Travail demandé →
1. D'après l'extrait sur la crise en Syrie, pourquoi les conditions économiques et sociales « ne se sont pas améliorées » alors qu'Assad reprenait le contrôle d'une bonne partie du pays ? Répondez en une à trois phrases.
2. Poursuivez l'extrait sur la crise en Syrie à partir de sa dernière phrase.

Extrait à lire →
····················
Logement à Damas en 2010
L’impérialisme américain et ses homologues européens, qui ont cherché à affamer la Syrie pour l’obliger à se soumettre, sont les premiers responsables des terribles conditions qui règnent en Syrie.
Alors qu’Assad, aidé par l’Iran, la Russie et ses alliés régionaux, reprenait le contrôle d’une bonne partie du pays, les conditions économiques et sociales ne se sont pas améliorées car la première administration Trump a cherché à mettre la Syrie en faillite – en imposant en 2020 des sanctions bilatérales et secondaires ciblant son secteur bancaire, et en étouffant ses industries d’exportation et ses entreprises.
Les États-Unis, par le biais de leur contrôle sur les institutions financières multilatérales, ont également organisé en 2019 l’effondrement de l’économie libanaise, à laquelle la Syrie est inextricablement liée, pour resserrer l’étau autour de Damas. Ensemble, ces mesures ont drastiquement augmenté la demande de dollars, entraîné une hausse massive du coût de la vie et empêché toute aide à la reconstruction de la Syrie. La pandémie de COVID et la hausse du coût du blé en raison de la guerre menée par les États-Unis et l’OTAN contre la Russie en Ukraine ont encore accru la pauvreté dans le pays.
Les tremblements de terre dévastateurs de février qui ont frappé la Turquie et la Syrie y ont intensifié la crise socio-économique, tuant plus de 6 000 personnes, détruisant quelque 10 000 bâtiments et privant quelque 265 000 personnes d’un toit sur la tête. Ces séismes ont causé plus de 5 milliards de dollars de dommages physiques directs en Syrie et une contraction de 5,5 % de son PIB, déjà passé de 67 milliards de dollars en 2011 à 12 milliards de dollars en 2022, selon la Banque mondiale. Ils ont privé de nombreuses familles de leur principal pourvoyeur, rendant des millions de personnes dépendantes de l’aide humanitaire.
····················
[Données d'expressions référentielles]
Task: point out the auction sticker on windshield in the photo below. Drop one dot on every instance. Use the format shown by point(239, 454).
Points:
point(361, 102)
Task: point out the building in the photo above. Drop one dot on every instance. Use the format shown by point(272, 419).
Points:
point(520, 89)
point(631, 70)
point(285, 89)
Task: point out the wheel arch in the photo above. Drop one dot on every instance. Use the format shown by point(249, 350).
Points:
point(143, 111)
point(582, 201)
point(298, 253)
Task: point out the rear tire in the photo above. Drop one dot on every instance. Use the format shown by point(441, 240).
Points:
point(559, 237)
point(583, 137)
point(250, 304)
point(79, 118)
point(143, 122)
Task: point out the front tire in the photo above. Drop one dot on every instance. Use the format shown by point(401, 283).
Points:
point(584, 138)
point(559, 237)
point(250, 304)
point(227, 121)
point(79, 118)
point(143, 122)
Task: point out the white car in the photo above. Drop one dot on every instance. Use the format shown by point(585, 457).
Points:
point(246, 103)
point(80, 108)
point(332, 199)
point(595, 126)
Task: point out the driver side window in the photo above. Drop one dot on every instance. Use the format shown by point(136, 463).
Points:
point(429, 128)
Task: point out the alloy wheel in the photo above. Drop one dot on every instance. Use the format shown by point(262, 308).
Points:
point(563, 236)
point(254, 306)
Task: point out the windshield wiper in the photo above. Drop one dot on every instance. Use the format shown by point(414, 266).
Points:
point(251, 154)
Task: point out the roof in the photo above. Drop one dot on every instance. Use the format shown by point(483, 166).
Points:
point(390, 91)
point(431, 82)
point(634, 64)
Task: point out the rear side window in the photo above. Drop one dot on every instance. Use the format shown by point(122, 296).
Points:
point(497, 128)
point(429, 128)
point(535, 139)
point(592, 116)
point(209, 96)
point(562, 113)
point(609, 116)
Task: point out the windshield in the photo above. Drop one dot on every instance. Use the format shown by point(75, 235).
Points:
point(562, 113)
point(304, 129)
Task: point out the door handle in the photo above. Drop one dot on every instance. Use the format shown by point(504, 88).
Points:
····················
Vos réponses →
1. Parce que la première administration Trump a cherché à mettre la Syrie en faillite. En 2020, elle a imposé des sanctions bilatérales et secondaires ciblant le secteur bancaire syrien, et elle a étouffé les industries d'exportation et les entreprises du pays.

2.
Des personnes retirent leurs meubles et appareils électroménagers d’un bâtiment effondré à la suite d’un tremblement de terre dévastateur, dans la ville de Jinderis, province d’Alep, le mardi 14 février 2023. [AP Photo/Ghaith Alsayed]
Les salaires du secteur public ont chuté précipitamment, forçant les travailleurs à prendre un deuxième emploi et détruisant tout soutien restant au régime d’Assad. L’année dernière, des grèves et des manifestations ont éclaté à Soueïda, Daraa et Idlib pour protester contre la détérioration des conditions de vie.
Si la Ligue arabe a réadmis Assad après l’avoir suspendu au début de la guerre par procuration et si les États du Golfe ont rétabli leurs relations avec Damas, cela ne s’est traduit ni par des investissements ni par une aide significative, compromettant la dernière chance de survie du régime d’Assad.
L’économie est désormais en chute libre. Entre février et novembre 2023, la livre syrienne a perdu la moitié de sa valeur par rapport au dollar américain, entraînant une hausse massive de l’inflation, de 88 %, soit le double du taux d’inflation de l’année précédente, selon le Programme alimentaire mondial ; cela en raison d’un accès réduit aux biens, de chaînes d’approvisionnement perturbées et de coûts de distribution plus élevés. Le Syrian Center for Policy Research a déclaré que plus de la moitié des Syriens vivaient dans une pauvreté abjecte, incapables de satisfaire leurs besoins alimentaires de base.
L’ONU a demandé 4,07 milliards de dollars pour financer sa réponse en Syrie cette année et n’a reçu jusqu’à présent que 31,6 % de cette somme.
Le rapport de la Banque mondiale publié au printemps dernier prévoyait que la contraction prolongée de l’économie syrienne persisterait en 2024, avec une baisse supplémentaire de 1,5 %, en supposant que le conflit soit largement maîtrisé et que les subventions gouvernementales pour l’alimentation et le carburant diminuent. Cette situation véritablement désespérée est appelée à s’aggraver au fur et à mesure que les groupes rivaux et leurs soutiens découpent le pays.